→ **PROBLEM SET**:
1: Answer these from the Super Bowl article below:
(a) How many yards did Rich Gannon throw for this season?
(b) What are the average height and weight of Oakland's offensive line?
(c) How many years old is the Tampa Bay franchise?
2: According to the Super Bowl article below, why does Tampa Bay have the league's No. 1 defense? Answer in one to three sentences.

→ **EXCERPTED PASSAGE**:
>>>>

Battle up front to decide who is first in line Super Bowl

January 26, 2003|By MIKE PRESTON

SAN DIEGO - Now that we've gotten through all the subplots like Jon Gruden vs. Bill Callahan, the Oakland geriatrics and the vagabond quarterbacks, and have heard from owners who still wear black leather jump suits (Al Davis) and who remind you of the Clampetts from The Beverly Hillbillies (the Glazers in Tampa), it's time to move on to the bottom line of Super Bowl XXXVII.

If the fat boys on Oakland's offensive line can snack on Tampa Bay like a good, old Philly cheese steak and eventually wear down the Bucs at the end of three quarters, the Raiders will win tonight. But if the Bucs can float, penetrate, stick and offset the Raiders' offensive rhythm, Tampa Bay will take home the Vince Lombardi Trophy for the first time in the franchise's less-than-glamorous 27-year history.

That's what this game is all about.

Oakland has the No. 1 offense and the biggest line in the NFL, averaging 6 feet 5 and 322 pounds. On most game days, quarterback Rich Gannon has had enough time to drink a cup of coffee, search for a video and then throw, racking up 4,689 yards this season.

Tampa Bay has the league's No. 1 defense because Simeon Rice was the best end in the league this season, Warren Sapp was the best tackle, linebacker Derrick Brooks keeps making big plays, and the disruptive Bucs run as well as any team.

Around 10 tonight, either the Bucs are going to be punch-drunk or the Raiders are going to be a bunch of tired, fat men from chasing them around.

<<<<

→ **EXTRACTED DATA**:

>>>>

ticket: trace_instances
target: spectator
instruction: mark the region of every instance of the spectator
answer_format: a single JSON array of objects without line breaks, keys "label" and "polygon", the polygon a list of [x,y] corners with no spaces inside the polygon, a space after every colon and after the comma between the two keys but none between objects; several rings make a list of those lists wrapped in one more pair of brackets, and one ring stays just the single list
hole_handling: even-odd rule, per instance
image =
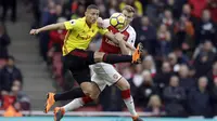
[{"label": "spectator", "polygon": [[[159,92],[163,92],[164,88],[168,86],[169,79],[174,75],[173,69],[168,62],[162,64],[162,71],[157,72],[154,77],[154,82],[159,88]],[[161,94],[162,97],[162,94]]]},{"label": "spectator", "polygon": [[145,112],[151,112],[152,116],[161,116],[164,112],[164,107],[158,95],[152,95],[148,103],[148,107],[144,109]]},{"label": "spectator", "polygon": [[157,30],[157,55],[165,58],[166,55],[171,51],[171,35],[168,31],[166,25],[162,24]]},{"label": "spectator", "polygon": [[2,69],[0,79],[1,93],[5,92],[7,94],[11,92],[11,88],[15,81],[23,82],[21,70],[14,65],[12,56],[9,57],[7,66]]},{"label": "spectator", "polygon": [[[176,35],[176,42],[174,42],[174,45],[176,48],[182,45],[183,43],[192,43],[192,39],[194,36],[194,28],[192,23],[182,15],[179,21],[175,25],[175,35]],[[189,48],[184,48],[182,45],[182,50],[188,50]]]},{"label": "spectator", "polygon": [[0,58],[9,56],[8,46],[11,43],[9,35],[7,33],[5,26],[0,25]]},{"label": "spectator", "polygon": [[189,57],[181,51],[181,49],[177,48],[174,50],[174,54],[177,57],[177,63],[178,64],[189,64],[190,59]]},{"label": "spectator", "polygon": [[133,6],[137,10],[137,15],[142,16],[143,15],[143,6],[139,0],[125,0],[119,4],[119,10],[123,10],[123,8],[128,4]]},{"label": "spectator", "polygon": [[207,0],[189,0],[189,4],[193,8],[191,14],[196,18],[201,18],[202,11],[207,5]]},{"label": "spectator", "polygon": [[210,95],[207,91],[207,78],[201,77],[197,88],[189,93],[188,103],[192,116],[209,117],[212,115]]},{"label": "spectator", "polygon": [[143,82],[137,89],[135,95],[135,102],[138,106],[146,107],[146,104],[153,94],[158,94],[157,86],[154,84],[150,71],[144,70],[142,72]]},{"label": "spectator", "polygon": [[141,26],[137,33],[137,42],[141,42],[150,54],[155,54],[156,29],[151,25],[148,16],[141,18]]},{"label": "spectator", "polygon": [[[186,100],[186,92],[179,85],[179,78],[173,76],[169,86],[164,90],[166,113],[173,117],[184,116],[183,102]],[[176,110],[175,110],[176,109]]]},{"label": "spectator", "polygon": [[144,60],[142,62],[142,66],[144,70],[148,70],[151,72],[151,76],[154,77],[156,73],[156,67],[154,59],[151,55],[146,55]]},{"label": "spectator", "polygon": [[164,16],[162,18],[162,24],[165,24],[168,28],[168,30],[170,31],[170,33],[174,32],[174,17],[173,17],[173,14],[171,14],[171,11],[169,10],[165,10],[164,11]]},{"label": "spectator", "polygon": [[201,22],[196,31],[196,43],[203,43],[205,40],[210,40],[213,44],[216,45],[215,35],[216,27],[213,21],[210,19],[210,12],[208,10],[204,10],[202,14]]},{"label": "spectator", "polygon": [[195,81],[192,78],[189,78],[189,68],[187,65],[181,65],[179,68],[179,85],[184,89],[188,93],[192,88],[195,88]]},{"label": "spectator", "polygon": [[163,3],[161,0],[152,0],[151,3],[146,5],[145,14],[153,25],[157,25],[157,22],[159,22],[158,16],[162,8]]},{"label": "spectator", "polygon": [[212,69],[212,64],[216,56],[216,52],[213,49],[212,42],[205,41],[201,51],[196,52],[199,53],[194,62],[196,77],[205,76]]},{"label": "spectator", "polygon": [[177,72],[179,70],[179,66],[180,66],[180,64],[178,63],[177,55],[174,52],[171,52],[168,54],[167,59],[173,68],[173,71]]},{"label": "spectator", "polygon": [[208,88],[212,89],[215,83],[214,80],[217,79],[217,62],[213,64],[212,70],[207,73],[207,78],[208,78]]}]

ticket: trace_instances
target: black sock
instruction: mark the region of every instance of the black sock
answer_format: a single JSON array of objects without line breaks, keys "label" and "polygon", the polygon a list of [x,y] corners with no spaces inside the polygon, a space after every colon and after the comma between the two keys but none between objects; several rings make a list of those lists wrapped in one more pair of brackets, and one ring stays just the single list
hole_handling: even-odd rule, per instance
[{"label": "black sock", "polygon": [[104,54],[103,62],[107,64],[116,64],[116,63],[131,63],[131,55],[120,55],[120,54]]},{"label": "black sock", "polygon": [[55,94],[54,99],[58,100],[67,100],[67,99],[75,99],[78,97],[85,96],[85,93],[82,92],[81,88],[74,88],[71,91]]}]

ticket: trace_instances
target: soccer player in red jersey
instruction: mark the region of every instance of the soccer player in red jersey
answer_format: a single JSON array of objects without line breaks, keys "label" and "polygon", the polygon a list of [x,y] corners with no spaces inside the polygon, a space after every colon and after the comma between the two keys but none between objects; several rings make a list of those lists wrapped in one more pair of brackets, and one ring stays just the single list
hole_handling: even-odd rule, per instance
[{"label": "soccer player in red jersey", "polygon": [[[125,36],[125,41],[129,44],[131,44],[132,46],[135,46],[135,41],[136,41],[136,31],[135,29],[129,25],[130,22],[133,19],[133,15],[135,15],[135,9],[130,5],[126,5],[122,12],[126,19],[126,26],[122,29],[118,30],[115,27],[110,25],[110,19],[104,19],[103,23],[103,27],[107,28],[111,32],[113,33],[117,33],[120,32]],[[128,49],[125,43],[119,43],[118,45],[115,44],[113,41],[111,41],[108,38],[106,38],[105,36],[102,38],[102,44],[101,48],[99,50],[99,52],[103,52],[106,54],[126,54],[129,55],[131,54],[131,50]],[[81,106],[84,106],[85,104],[88,104],[90,102],[92,102],[93,99],[97,99],[99,94],[105,89],[106,85],[113,85],[115,84],[120,91],[122,91],[122,98],[124,99],[131,117],[133,121],[142,121],[142,119],[139,118],[138,113],[136,112],[135,109],[135,104],[133,104],[133,99],[132,96],[130,94],[130,85],[128,83],[128,81],[122,77],[117,70],[114,68],[113,65],[111,64],[106,64],[106,63],[98,63],[94,64],[90,67],[93,70],[93,76],[91,77],[91,80],[94,86],[94,90],[91,95],[91,98],[89,96],[84,96],[80,98],[76,98],[73,102],[71,102],[69,104],[67,104],[64,107],[56,107],[54,109],[54,119],[55,121],[60,121],[63,117],[63,115],[65,113],[65,111],[69,111],[69,110],[74,110],[77,109]],[[60,99],[55,99],[53,96],[56,95],[61,95],[61,94],[54,94],[54,93],[49,93],[49,97],[47,102],[56,102]],[[67,99],[72,99],[71,97],[68,97]],[[49,109],[48,109],[49,110]]]}]

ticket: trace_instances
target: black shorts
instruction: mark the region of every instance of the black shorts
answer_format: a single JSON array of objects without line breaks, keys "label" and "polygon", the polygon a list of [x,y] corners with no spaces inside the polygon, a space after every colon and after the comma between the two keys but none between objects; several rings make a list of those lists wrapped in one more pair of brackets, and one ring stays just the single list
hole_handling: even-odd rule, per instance
[{"label": "black shorts", "polygon": [[73,50],[64,56],[64,64],[73,73],[74,79],[81,84],[82,82],[90,82],[89,65],[94,64],[94,52],[84,50]]}]

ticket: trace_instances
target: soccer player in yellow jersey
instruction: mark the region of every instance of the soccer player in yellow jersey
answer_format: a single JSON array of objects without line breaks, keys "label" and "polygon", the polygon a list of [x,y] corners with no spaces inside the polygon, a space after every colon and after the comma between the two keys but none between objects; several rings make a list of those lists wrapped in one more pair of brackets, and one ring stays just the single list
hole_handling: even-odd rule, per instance
[{"label": "soccer player in yellow jersey", "polygon": [[[99,18],[99,9],[97,5],[89,5],[86,10],[85,17],[78,19],[72,19],[65,23],[58,23],[44,26],[38,29],[31,29],[30,35],[37,35],[47,30],[55,29],[66,29],[67,35],[64,40],[64,45],[62,49],[64,63],[67,65],[68,69],[73,73],[75,80],[79,83],[80,89],[73,89],[73,92],[77,95],[76,97],[81,97],[89,95],[90,97],[94,95],[92,90],[92,83],[90,81],[90,69],[89,65],[104,62],[108,64],[115,63],[138,63],[140,60],[141,44],[138,45],[136,50],[133,46],[124,41],[124,36],[122,33],[113,35],[105,28],[100,28],[97,24]],[[131,55],[120,55],[120,54],[105,54],[102,52],[86,51],[92,38],[100,32],[106,36],[116,44],[123,43],[133,50]],[[84,93],[80,93],[84,92]],[[79,94],[80,93],[80,94]],[[55,98],[53,95],[48,95],[48,98]],[[46,104],[44,112],[48,112],[54,99],[48,99]]]}]

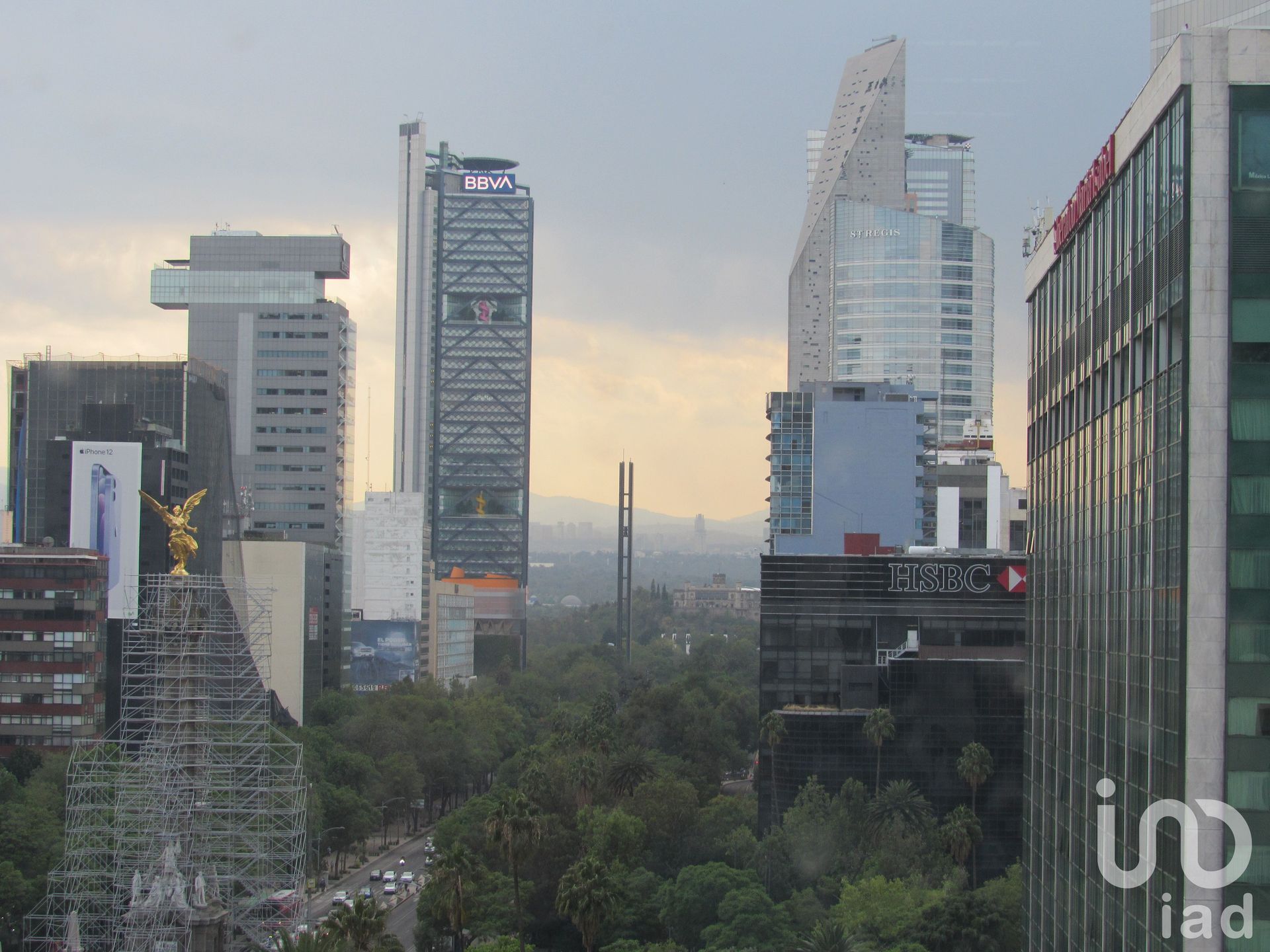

<<<<

→ **EXERCISE RESPONSES**:
1:
(a) 4,689 yards.
(b) 6 feet 5 and 322 pounds.
(c) 27 years.

2: Simeon Rice was the best end in the league this season, and Warren Sapp was the best tackle. Linebacker Derrick Brooks keeps making big plays, and the disruptive Bucs run as well as any team.